Tasks to complete
A: According to the referral guide, why should a lawyer use Google to compile the list of nearby attorneys? Respond in one to three sentences.
B: In the referral guide, which allied professionals are listed for a personal injury practice?

Lawyer Marketing Ideas: Obtaining Referrals from Local Professionals
A lawyer’s step-by-step guide to obtaining more referrals from local professionals — both attorneys and non-attorneys.
Referred prospects are high-quality leads. When they come from attorneys or other professionals, the prospects usually have already been vetted by the referral source, and they come pre-sold on retaining you.
Best of all, it costs little to establish referral relationships with professionals who can regularly send you these quality prospects.
After a year of experimentation and working to help nearly a hundred small-firm lawyers establish productive referral relationships with local professionals, we have settled on the following successful approach.
Step 1: Create two lists
The first list to compile is of nearby lawyers in compatible and non-competing specialties.
We have automated the initial phase of this work, but an effective manual substitute approach is to simply Google “______ [specialty] attorney nearby” and write the lead attorney name, specialty, address, and telephone number in Excel or Sheets, putting each item in a separate column for ease of sorting.
We start with 25 attorney names, but you can compile more or fewer names depending on time available and the population density of your office location.
The advantage of using Google is that the names it supplies will be among the stronger marketers in the area and thus have better lead and client flow than less-successful marketers.
Then do the same for what we call allied professionals. These are non-attorneys who share the same client base as you. For example:
Bankruptcy: credit counselors and mortgage brokers
Business litigation: Bankers, CPAs, management consultants
Criminal: mental health professionals and rehab facilities
Estates: CPAs, financial planners, and insurance brokers
Family: marriage counselors
Personal injury: chiropractors and physical therapists
Social Security disability: chiropractors and mental health professionals
Compile these allied-pro names on a separate page of Excel or Sheets.
Step 2: Send an Introductory Letter
Next prepare a template letter for each group — one for local attorney prospects and one for allied professional prospects. Here is an allied-professional example we have used successfully:
Dear _______________:
I am an estate planning lawyer. My ________ office services ________________ [location].
My firm, described at ______________.com, receives ____ [number] local leads a month and retains about _______ [number] of them as clients.

Source data

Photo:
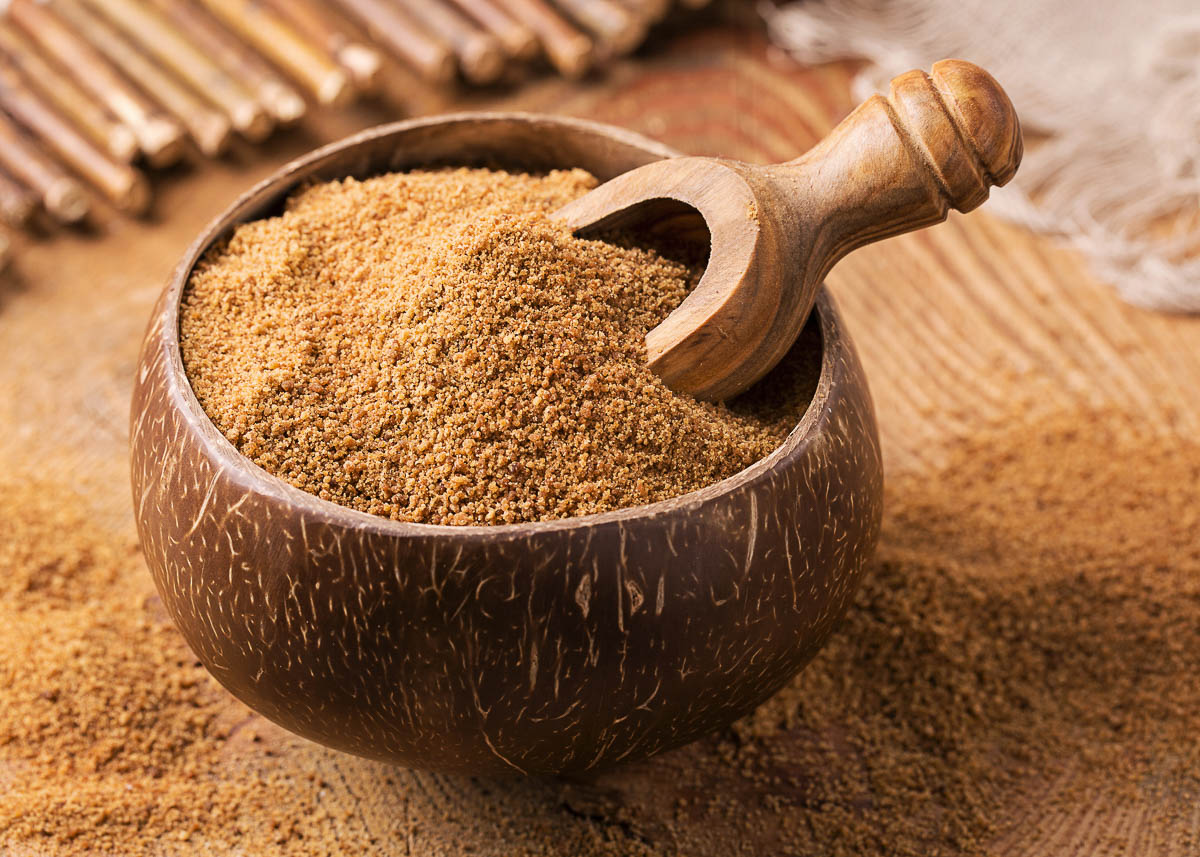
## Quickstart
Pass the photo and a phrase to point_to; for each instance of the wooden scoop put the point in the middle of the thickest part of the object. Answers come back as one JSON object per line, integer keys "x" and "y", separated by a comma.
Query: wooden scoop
{"x": 894, "y": 165}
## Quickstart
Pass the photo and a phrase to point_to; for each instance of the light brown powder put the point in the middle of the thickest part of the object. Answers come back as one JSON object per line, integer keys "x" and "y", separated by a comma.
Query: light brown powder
{"x": 432, "y": 347}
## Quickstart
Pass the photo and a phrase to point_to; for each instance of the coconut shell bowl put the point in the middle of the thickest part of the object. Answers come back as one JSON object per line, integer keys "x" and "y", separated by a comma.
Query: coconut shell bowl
{"x": 546, "y": 648}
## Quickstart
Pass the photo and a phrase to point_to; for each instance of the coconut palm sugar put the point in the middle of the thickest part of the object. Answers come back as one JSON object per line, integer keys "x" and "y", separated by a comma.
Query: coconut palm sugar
{"x": 1017, "y": 676}
{"x": 432, "y": 347}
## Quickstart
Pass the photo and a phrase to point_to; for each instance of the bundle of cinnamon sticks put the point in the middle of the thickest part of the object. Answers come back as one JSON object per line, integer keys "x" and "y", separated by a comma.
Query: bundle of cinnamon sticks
{"x": 95, "y": 91}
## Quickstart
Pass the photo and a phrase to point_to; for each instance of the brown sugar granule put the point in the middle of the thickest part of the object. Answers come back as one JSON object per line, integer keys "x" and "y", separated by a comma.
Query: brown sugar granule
{"x": 432, "y": 347}
{"x": 1024, "y": 648}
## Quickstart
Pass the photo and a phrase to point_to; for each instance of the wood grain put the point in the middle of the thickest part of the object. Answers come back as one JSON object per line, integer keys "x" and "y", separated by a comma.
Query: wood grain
{"x": 973, "y": 315}
{"x": 894, "y": 165}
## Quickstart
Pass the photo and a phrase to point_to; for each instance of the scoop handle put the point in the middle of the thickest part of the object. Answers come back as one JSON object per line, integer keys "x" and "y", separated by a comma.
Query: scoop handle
{"x": 899, "y": 163}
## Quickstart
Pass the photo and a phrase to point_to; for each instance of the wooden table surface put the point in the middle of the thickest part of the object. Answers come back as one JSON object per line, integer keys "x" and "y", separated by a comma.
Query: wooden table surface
{"x": 949, "y": 322}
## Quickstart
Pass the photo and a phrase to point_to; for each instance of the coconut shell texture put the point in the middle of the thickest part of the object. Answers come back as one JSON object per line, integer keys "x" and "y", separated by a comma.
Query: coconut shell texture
{"x": 535, "y": 648}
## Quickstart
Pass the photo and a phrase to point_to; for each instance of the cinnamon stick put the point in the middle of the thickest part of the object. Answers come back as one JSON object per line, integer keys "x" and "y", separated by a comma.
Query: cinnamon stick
{"x": 651, "y": 11}
{"x": 480, "y": 55}
{"x": 17, "y": 204}
{"x": 569, "y": 49}
{"x": 617, "y": 29}
{"x": 123, "y": 185}
{"x": 519, "y": 41}
{"x": 307, "y": 65}
{"x": 316, "y": 23}
{"x": 160, "y": 138}
{"x": 210, "y": 130}
{"x": 69, "y": 99}
{"x": 59, "y": 193}
{"x": 275, "y": 94}
{"x": 156, "y": 37}
{"x": 405, "y": 37}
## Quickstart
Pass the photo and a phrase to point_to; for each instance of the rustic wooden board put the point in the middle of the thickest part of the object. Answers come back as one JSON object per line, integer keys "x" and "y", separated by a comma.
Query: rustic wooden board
{"x": 947, "y": 323}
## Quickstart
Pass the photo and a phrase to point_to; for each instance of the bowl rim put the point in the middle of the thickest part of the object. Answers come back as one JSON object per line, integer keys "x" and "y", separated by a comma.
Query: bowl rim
{"x": 253, "y": 478}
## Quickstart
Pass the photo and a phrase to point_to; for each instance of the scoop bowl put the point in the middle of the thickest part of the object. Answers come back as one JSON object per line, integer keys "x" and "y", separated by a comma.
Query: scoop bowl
{"x": 540, "y": 648}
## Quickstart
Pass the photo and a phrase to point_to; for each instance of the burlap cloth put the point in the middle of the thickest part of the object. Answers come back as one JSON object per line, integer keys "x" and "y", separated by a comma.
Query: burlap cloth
{"x": 953, "y": 325}
{"x": 1109, "y": 94}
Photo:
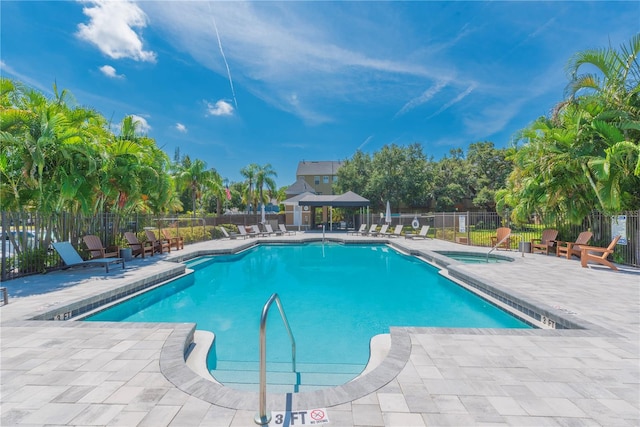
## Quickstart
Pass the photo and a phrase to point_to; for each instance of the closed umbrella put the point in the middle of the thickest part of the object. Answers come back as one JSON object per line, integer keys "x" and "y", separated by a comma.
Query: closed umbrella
{"x": 387, "y": 216}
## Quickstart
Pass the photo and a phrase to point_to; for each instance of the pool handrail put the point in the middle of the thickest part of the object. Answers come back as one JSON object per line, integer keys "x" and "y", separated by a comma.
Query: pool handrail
{"x": 261, "y": 417}
{"x": 498, "y": 244}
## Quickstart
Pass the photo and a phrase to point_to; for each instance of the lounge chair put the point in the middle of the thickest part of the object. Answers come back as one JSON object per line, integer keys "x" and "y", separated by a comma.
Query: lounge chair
{"x": 227, "y": 234}
{"x": 174, "y": 241}
{"x": 421, "y": 235}
{"x": 159, "y": 245}
{"x": 545, "y": 242}
{"x": 97, "y": 250}
{"x": 243, "y": 232}
{"x": 270, "y": 231}
{"x": 502, "y": 238}
{"x": 598, "y": 255}
{"x": 72, "y": 258}
{"x": 397, "y": 231}
{"x": 138, "y": 247}
{"x": 284, "y": 230}
{"x": 361, "y": 230}
{"x": 569, "y": 249}
{"x": 372, "y": 230}
{"x": 382, "y": 231}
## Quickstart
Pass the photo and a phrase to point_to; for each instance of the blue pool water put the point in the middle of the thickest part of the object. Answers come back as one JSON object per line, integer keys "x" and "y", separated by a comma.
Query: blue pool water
{"x": 336, "y": 298}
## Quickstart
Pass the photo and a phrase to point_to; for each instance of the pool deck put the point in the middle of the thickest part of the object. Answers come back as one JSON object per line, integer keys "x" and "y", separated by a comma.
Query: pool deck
{"x": 63, "y": 373}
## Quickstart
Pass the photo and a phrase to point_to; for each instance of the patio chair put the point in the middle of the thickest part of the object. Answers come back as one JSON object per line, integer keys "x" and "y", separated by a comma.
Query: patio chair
{"x": 545, "y": 242}
{"x": 72, "y": 258}
{"x": 372, "y": 230}
{"x": 421, "y": 235}
{"x": 258, "y": 231}
{"x": 382, "y": 231}
{"x": 228, "y": 235}
{"x": 243, "y": 232}
{"x": 159, "y": 245}
{"x": 175, "y": 241}
{"x": 397, "y": 231}
{"x": 285, "y": 231}
{"x": 97, "y": 250}
{"x": 138, "y": 247}
{"x": 502, "y": 238}
{"x": 271, "y": 232}
{"x": 569, "y": 249}
{"x": 598, "y": 255}
{"x": 361, "y": 230}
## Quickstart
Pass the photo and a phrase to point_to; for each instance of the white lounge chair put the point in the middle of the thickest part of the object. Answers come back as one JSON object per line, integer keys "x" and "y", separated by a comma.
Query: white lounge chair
{"x": 397, "y": 231}
{"x": 244, "y": 233}
{"x": 270, "y": 231}
{"x": 284, "y": 230}
{"x": 371, "y": 231}
{"x": 382, "y": 232}
{"x": 421, "y": 235}
{"x": 72, "y": 258}
{"x": 228, "y": 235}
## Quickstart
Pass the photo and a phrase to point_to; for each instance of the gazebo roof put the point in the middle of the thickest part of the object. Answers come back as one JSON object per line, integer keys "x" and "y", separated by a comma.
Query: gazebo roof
{"x": 348, "y": 199}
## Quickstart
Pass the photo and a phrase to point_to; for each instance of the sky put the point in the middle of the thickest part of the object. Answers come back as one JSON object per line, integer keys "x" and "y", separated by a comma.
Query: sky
{"x": 234, "y": 83}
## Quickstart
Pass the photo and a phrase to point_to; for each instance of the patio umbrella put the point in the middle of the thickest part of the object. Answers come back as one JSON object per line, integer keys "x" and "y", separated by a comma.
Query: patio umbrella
{"x": 387, "y": 216}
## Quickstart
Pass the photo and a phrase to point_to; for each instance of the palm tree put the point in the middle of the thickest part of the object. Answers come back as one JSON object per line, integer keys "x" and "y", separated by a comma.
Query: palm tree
{"x": 610, "y": 98}
{"x": 195, "y": 177}
{"x": 264, "y": 177}
{"x": 249, "y": 172}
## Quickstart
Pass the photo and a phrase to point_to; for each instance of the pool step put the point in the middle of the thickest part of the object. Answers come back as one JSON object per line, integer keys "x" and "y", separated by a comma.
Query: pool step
{"x": 280, "y": 378}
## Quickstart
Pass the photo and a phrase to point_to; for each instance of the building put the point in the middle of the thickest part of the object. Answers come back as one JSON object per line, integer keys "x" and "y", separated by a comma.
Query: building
{"x": 312, "y": 178}
{"x": 320, "y": 175}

Exercise answers
A: The attorneys Google supplies will be among the stronger marketers in the area. They therefore have better lead and client flow than less-successful marketers.

B: Chiropractors and physical therapists.